- _ЗАДАНИЕ_
Напишите продолжение описания развалин Ефеса, начав сразу после его последнего предложения.

- _ПРЕДОСТАВЛЕННЫЙ ТЕКСТ_
------------
За этими развалинами вдающаяся в холм узкая лощинка говорит, кажется, о существовавшем тут Стадии или Беге. Мы поворотили от Приона прямо к морю на запад, миновали множество колонн то цельных, то сломанных, то поверженных на землю и вросших в нее, то еще кое-где возвышающихся над нею. Почти все, впрочем, виденные мною не отличаются размерами и далеко не достигают объема тех, что стоят в мечети. Николи привел нас к целой глыбе белого мрамора, обделанной в виде чаши или, точнее, блюда с выгнутым посередине дном. Он назвал камень крестильницей апостола (Иоанна) и говорил, что в этой «купели» крещены были первые христиане Ефеса. Памятник древности любопытный. Он значительно поврежден. Стоит теперь одиночно, и в том предположении, что не изменял никогда своего места, зовет к себе кирку досужего археолога-копателя. Продолжая путь свой все в прежнем направлении, мы достигаем новой кучи развалин, похожей издали на башню. «Итинерер» называет это место агорой, т. е. базаром бывшего города. В башне есть ходы вверх и вниз. Вверх мы немного взбирались, а вниз не пошли, ибо не имели с собою свеч. Между тем вожатай передавал общую молву, что тут есть целый подземный город с домами, улицами и даже озером в одном месте, в котором есть и рыба. Очевидно, что не о чем было жалеть, не побывавши в подземном Ефесе. За этими развалинами не видится далее к морю никаких уже (по крайней мере значительных) других. Да и чичероне наш ничего нам не сказал в этом смысле.
------------
- _ПРЕДСТАВЛЕННЫЙ ПЕРЕЧЕНЬ_

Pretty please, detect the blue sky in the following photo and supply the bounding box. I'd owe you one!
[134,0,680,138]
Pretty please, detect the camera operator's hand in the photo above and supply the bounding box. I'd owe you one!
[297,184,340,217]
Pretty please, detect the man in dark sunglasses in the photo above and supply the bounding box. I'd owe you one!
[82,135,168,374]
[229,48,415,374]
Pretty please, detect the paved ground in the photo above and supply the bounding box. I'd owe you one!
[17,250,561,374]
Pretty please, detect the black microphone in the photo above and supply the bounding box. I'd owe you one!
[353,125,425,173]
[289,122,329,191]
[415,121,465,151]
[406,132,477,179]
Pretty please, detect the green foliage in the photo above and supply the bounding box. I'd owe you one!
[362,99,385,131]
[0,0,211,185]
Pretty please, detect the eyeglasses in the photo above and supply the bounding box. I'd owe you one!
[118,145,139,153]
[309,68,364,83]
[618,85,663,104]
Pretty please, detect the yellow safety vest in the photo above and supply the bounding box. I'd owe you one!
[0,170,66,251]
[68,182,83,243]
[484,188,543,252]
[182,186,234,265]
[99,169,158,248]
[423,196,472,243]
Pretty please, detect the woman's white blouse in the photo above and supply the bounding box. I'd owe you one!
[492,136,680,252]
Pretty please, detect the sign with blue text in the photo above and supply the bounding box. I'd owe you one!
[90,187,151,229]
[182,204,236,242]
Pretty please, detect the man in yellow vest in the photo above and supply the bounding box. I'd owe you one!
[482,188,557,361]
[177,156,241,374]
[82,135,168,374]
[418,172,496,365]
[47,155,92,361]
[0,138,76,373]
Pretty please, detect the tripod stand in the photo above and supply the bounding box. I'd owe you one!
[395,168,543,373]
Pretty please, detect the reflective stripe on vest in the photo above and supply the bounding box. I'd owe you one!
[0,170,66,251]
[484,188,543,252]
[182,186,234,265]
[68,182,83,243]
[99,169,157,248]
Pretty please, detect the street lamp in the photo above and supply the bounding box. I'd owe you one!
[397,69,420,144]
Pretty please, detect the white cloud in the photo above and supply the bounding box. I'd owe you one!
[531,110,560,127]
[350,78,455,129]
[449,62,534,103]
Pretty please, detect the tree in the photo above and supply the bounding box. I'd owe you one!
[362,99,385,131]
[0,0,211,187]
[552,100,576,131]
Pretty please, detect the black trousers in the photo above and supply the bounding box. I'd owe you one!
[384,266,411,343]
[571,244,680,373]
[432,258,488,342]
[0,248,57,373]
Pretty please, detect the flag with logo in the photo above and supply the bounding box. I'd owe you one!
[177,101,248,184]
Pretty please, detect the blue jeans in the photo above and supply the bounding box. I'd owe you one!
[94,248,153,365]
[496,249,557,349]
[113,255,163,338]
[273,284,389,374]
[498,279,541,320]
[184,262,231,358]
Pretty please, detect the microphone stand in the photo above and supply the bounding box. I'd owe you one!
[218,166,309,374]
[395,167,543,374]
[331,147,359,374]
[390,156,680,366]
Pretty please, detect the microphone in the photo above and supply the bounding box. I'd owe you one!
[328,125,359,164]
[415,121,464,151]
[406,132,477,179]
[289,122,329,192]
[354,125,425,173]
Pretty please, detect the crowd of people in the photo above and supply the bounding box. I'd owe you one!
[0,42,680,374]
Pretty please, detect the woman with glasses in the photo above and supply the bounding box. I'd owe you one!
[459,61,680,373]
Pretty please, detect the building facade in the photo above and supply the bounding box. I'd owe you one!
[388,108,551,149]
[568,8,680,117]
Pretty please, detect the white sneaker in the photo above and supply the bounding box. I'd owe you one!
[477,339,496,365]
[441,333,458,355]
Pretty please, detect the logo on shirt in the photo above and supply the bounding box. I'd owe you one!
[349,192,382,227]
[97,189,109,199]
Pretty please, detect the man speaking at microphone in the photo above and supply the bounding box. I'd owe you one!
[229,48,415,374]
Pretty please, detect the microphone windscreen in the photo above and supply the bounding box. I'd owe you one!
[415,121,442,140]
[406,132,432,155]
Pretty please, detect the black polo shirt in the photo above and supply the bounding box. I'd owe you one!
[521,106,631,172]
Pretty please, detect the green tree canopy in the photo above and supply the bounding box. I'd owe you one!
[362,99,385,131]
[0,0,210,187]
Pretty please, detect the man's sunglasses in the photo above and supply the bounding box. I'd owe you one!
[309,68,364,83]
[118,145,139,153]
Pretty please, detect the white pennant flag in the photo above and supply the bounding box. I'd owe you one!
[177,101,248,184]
------------
- _ПИСЬМЕННЫЙ ОТВЕТ_
Мы обратились лицом своим назад. Прямо против нас высился Прион, загораживая собою весь восточный горизонт. На скате его прежде всего бросается в глаза страшно исковерканный людьми и временем большой театр, тот самый, о котором говорится в книге Деяний Апостольских (Гл. 19). Направляясь к нему, мы проехали мимо вновь открытых любознательными англичанами беломраморных оснований какого-то большого здания с колоннами. Но, конечно, не это – напрасно доселе искомый, знаменитый храм Артемиды. Тот был по крайней мере вчетверо более этого. Мы сошли с коней и вскарабкались на обвалившуюся стену театральной сцены. Нельзя представить, сколько тут и в каком беспорядке лежит самой лучшей доброты мрамора. Глаза разбегаются, и не знаешь, на чем остановятся. Есть много камней с греческими надписями языческого времени доримской эпохи. Лазя туда-сюда, я наткнулся и на христианскую надпись, свидетельствующую, к сожалению, о продолжавшейся у ефесян пустоте и суетности духа, ревновавшего, как видно, кровавым забавам Византии. На дверях бывшей сцены кто-то утешил себя, начертавши с одной стороны: «Благочестивым царям многия лета», а с другой: «Христианам благочестивым и зеленым многия лета». «Зеленым» можно заявлять о себе и в здании театра, а «благочестивых христиан» охотнее встретил бы кто при храме Божием. В хаосе разрушения видны и обломки статуй. Особенно привлекают к себе внимание и возбуждают жаление куски большого рельефного изображения какого-то всадника или другого кого, с сохранившимися на них следами красок. Не надобно забывать, что в Ефесе жили Апеллес и Парразий.
Неумолимые часы напомнили, что засматриваться нельзя на что бы то ни было, ни даже исторически прислушиваться к тысячеголосному воплю: «Велика Артемида Ефесская», гремевшему тут когда-то по подсказу одного благочестивца, уязвленного в самую глубину сердца апостольскою проповедью, в доходную статью! Возле театра поблизости полагают место цирка, а за цирком на подгорьи будто бы и место пресловутого храма, сожженного[24]24
Понять не могу, как можно зажечь и сжечь огромный храм, весь построенный из камня, особенно же, если этот камень – гранит. Может быть, сгорела только кровля?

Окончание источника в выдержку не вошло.